=== EXERCISE PROMPT ===
Collect each line of the records below that contains the word "lamp", copying every such line in full. Treat uppercase and lowercase letters as different.

□ □ □ □

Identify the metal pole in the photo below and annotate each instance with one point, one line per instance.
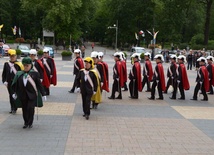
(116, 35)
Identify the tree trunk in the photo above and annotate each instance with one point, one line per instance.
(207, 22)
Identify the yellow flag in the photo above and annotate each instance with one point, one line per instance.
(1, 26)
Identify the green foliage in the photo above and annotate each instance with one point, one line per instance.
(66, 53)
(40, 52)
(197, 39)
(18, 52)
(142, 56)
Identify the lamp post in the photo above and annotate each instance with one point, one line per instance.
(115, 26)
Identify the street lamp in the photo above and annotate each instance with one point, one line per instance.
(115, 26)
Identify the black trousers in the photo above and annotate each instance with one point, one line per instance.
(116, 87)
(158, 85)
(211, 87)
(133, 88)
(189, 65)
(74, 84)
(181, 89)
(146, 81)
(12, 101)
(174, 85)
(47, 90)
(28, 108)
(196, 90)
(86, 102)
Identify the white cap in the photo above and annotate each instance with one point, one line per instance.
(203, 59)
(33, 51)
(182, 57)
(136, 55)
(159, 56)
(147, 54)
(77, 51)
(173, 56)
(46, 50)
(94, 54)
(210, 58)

□ □ □ □

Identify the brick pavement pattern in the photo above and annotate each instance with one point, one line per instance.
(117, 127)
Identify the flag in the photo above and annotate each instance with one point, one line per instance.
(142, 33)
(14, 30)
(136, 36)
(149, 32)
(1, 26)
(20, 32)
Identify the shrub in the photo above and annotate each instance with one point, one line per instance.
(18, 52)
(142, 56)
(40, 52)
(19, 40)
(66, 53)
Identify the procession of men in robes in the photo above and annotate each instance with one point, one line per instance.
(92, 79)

□ □ □ □

=== FULL SOLUTION ===
Identify the lamp post in the photo above and annotate each instance with one point, one line per instance.
Identify the street lamp in the photo above and annotate each instance with one point, one line per instance.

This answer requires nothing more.